§ **Document section**:

***

In this paper, a new feature extraction method is presented. The method uses two consecutive attribute extractors. The first one generates the projected patterns on principal components or eigenvectors obtained from the covariance matrix of the data via PCA. The second provides the hidden layer outputs of a partially trained neural network (PTNN), where training of the neural network is stopped after a few epochs, i.e., the training is not fully completed. These two generators are cascaded, that is, the outputs of the PCA stage become the inputs of PTNN. We show that the proposed feature generator reduces within-cluster variability. This makes it much easier to distinguish data from different classes. The original input data are first transformed into a new space referred to as the PCA feature space. Then, the feature space is transformed into another space through a PTNN with one hidden layer with various hidden units. We show that a two-stage feature generator is advantageous in terms of the distribution of clusters in the feature space.

***

§ **Assignment**: According to the passage on the feature extraction method, at what point is training of the neural network stopped? The lines that follow are separate material and do not belong to the passage above.

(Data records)
***

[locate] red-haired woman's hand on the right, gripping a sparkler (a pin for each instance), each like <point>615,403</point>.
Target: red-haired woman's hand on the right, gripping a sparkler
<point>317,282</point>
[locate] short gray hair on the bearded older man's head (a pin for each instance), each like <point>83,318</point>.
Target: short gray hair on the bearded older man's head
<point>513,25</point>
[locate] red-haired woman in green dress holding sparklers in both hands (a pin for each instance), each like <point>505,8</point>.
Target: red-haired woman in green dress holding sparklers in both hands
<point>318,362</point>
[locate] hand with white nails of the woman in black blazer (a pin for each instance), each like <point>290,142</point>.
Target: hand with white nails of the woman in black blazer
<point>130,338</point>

***

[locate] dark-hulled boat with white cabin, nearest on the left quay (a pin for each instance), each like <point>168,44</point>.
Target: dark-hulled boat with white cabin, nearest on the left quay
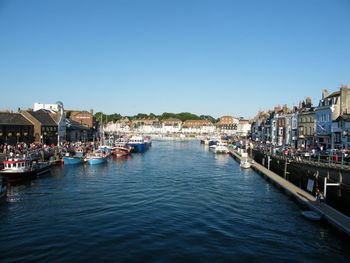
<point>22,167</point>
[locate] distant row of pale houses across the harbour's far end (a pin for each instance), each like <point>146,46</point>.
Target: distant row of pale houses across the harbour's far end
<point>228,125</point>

***

§ **Output for this exercise**: Training is stopped after a few epochs, before it is fully completed.